[Selected excerpt]:
Here In Bongo Congo
Good King Leonardo found an interesting variety of new comic books to review this week, so let's get right to it and see what this eclectic "bunch 'o books" are all about:
Good King Leonardo found an interesting variety of new comic books to review this week, so let's get right to it and see what this eclectic "bunch 'o books" are all about:
Batman Incorporated #11
Chris Burnham: Writer
Jorge Lucas: Art
Ian Hannin: Colors
Batman Incorporated is currently up to issue #11 this month. For the uninitiated, the premise of this title is that of Bruce Wayne/Batman establishing a global network of franchised surrogate Batmans, thereby evolving his persona into an internartional corporate crimefighting franchise. The series was originally written by Grant Morrison with art by Chris Burnham. Burnham currently scripts the series, with the issue #11 art produced by Jorge Lucas and colors provided by Ian Hannin.
The issue #11 story is entitled "Interlude: A Bird In The Hand," and features Jiro, the Japanese Batman with his girlfriend/sidekick, the six-inch tall winged superheroine Canary. The story unfolds in three acts; Act One is fast action, as the Japanese dynamic duo wage battle on the streets of Tokyo with a mysterious gang of high tech female motorcycle-riding villains. The Second Act follows the bad girls back to their lair, where we discover that they're actually the Japanese chapter of Batman, Inc.'s world-wide foe Leviathan and they're led by a lioness-costumed bad girl. Act Three brings the foes back together for a final battle, which of course our heroes win, but not before resorting to some very ingenious high tech trickery of their own, the details of which I won't reveal in the review.

[Instructions]:
(a) Who does the Batman Incorporated review say provides the colors for issue #11?
(b) Name every real-life comic creator mentioned in the Batman Incorporated review.
(c) Carry on the Batman Incorporated review, starting after its final sentence.

[Items]:
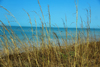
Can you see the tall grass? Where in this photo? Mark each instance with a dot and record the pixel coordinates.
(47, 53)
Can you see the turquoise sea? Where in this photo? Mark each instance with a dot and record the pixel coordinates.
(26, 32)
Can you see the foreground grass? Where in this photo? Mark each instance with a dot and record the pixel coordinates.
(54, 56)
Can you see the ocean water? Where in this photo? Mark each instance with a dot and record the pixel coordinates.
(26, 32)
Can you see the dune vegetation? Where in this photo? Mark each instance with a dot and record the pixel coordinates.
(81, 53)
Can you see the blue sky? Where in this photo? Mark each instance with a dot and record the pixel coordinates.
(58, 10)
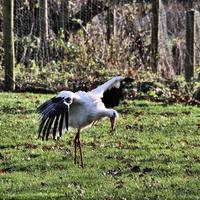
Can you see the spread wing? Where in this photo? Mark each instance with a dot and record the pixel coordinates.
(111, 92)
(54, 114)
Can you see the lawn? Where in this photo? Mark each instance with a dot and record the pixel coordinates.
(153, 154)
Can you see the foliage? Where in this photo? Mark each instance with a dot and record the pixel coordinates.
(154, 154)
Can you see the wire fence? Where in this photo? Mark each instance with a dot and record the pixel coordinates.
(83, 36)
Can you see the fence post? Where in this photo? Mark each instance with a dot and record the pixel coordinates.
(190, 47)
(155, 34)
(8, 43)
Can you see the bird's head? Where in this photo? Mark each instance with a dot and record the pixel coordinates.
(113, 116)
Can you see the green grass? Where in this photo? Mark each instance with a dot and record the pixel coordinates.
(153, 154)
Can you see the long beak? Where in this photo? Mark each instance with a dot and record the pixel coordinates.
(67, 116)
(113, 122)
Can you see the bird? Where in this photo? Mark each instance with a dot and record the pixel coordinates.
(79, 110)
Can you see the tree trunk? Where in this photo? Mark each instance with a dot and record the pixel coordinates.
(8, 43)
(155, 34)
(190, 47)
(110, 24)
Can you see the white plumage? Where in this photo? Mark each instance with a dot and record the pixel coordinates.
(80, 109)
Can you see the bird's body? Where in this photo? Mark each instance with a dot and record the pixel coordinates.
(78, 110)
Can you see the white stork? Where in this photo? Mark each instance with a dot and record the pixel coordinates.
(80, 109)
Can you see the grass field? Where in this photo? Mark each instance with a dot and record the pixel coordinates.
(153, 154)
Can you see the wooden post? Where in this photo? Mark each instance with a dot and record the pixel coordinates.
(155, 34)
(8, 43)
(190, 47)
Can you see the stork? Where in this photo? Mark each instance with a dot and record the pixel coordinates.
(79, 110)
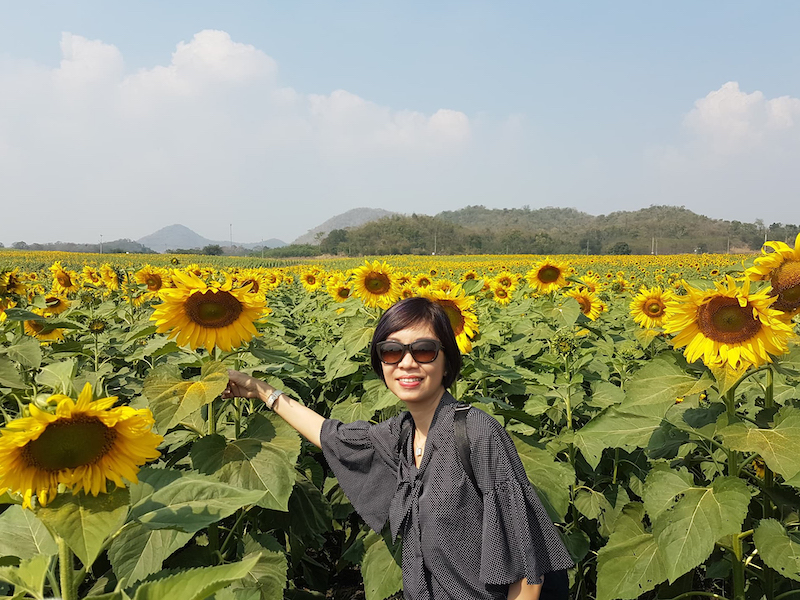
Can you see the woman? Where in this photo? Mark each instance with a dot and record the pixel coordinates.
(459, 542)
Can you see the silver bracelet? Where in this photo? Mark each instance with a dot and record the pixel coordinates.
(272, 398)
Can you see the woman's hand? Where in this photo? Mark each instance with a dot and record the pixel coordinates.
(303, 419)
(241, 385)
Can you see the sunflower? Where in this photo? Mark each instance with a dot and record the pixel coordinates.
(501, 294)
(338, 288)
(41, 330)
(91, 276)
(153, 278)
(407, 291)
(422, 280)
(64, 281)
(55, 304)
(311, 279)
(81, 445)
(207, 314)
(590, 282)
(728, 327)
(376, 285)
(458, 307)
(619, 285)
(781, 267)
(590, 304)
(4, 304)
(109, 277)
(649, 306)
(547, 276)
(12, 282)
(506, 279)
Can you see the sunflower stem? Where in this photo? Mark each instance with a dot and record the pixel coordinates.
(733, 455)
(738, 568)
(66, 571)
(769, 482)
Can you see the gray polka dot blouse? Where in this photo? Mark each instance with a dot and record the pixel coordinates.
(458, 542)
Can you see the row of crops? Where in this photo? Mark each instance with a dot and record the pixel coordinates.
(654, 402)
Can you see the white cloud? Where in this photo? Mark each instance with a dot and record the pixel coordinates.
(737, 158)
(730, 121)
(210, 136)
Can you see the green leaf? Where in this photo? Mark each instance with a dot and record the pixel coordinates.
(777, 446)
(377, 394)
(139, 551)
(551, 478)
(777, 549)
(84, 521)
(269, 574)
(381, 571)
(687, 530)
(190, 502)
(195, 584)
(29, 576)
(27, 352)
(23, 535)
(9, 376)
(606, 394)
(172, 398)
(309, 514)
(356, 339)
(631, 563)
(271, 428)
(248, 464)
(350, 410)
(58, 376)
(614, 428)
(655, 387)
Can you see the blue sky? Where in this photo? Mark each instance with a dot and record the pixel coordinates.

[The replies]:
(a) Ian Hannin

(b) Chris Burnham, Jorge Lucas, Ian Hannin, Grant Morrison

(c)
I got quite a kick out of this comic book. As a certified Batman nut, I'm also usually a Silver Age purist and as such, I sometimes hate to see some of the major revamping of Batman that naturally occurs from time-to-time within the DC storyverse. But Batman, Incorporated is the safety zone of alternate Batman stuff for we Batguy traditionalists, a title whose main theme is to stake-out a neautral storyverse territory for taking alternative creative stabs at the character stylings of Batman. Taking Batman around-the globe is a brilliant addition to The Caped Crusdaer's story heritage, giving readers all sorts of foreign Batman takes through the eyes of fresh overseas versions of our hero, while maintaining his original Gotham persona intact in order for him to interact periodically with his corporate franchisees.
The creative team does a wonderful job here in presenting the Japanese Batman. The artistic style blends-in a fair amount of manga/anime visuals, including redesigning Jiro/Batman's cowl with a Japanese flair. But the real beauty here is writer Chris Burnham's script, which neatly balances the kitchiness of Japanese pop culture with a fun action plot. Of particular worthy note is the wacky humor, from the oddball romantic banter between Jiro and Canary, to the campiness of the futuristic biker gang girls and their weird partly-bionic lioness leader. Picture the campy 1960's Batman t.v. series updated into a Japanese manga storyverse and you get a fairly accurate vision of the odd-but-endearing atmosphere of this comic book.
I'm not a regular reader of Batman, Incorporated, but after reading issue #11 and a few previous scattered issues, I have to give the various creative teams a lot of well-deserved credit for establishing their own fresh storytelling niche in the Batman world, delivering-up a fun variety of new global Batmans as they all fight for good in their respective international settings. So by all means, add this very entertaining issue #11 of Batman, Incorporated to the top of your new issues reading pile!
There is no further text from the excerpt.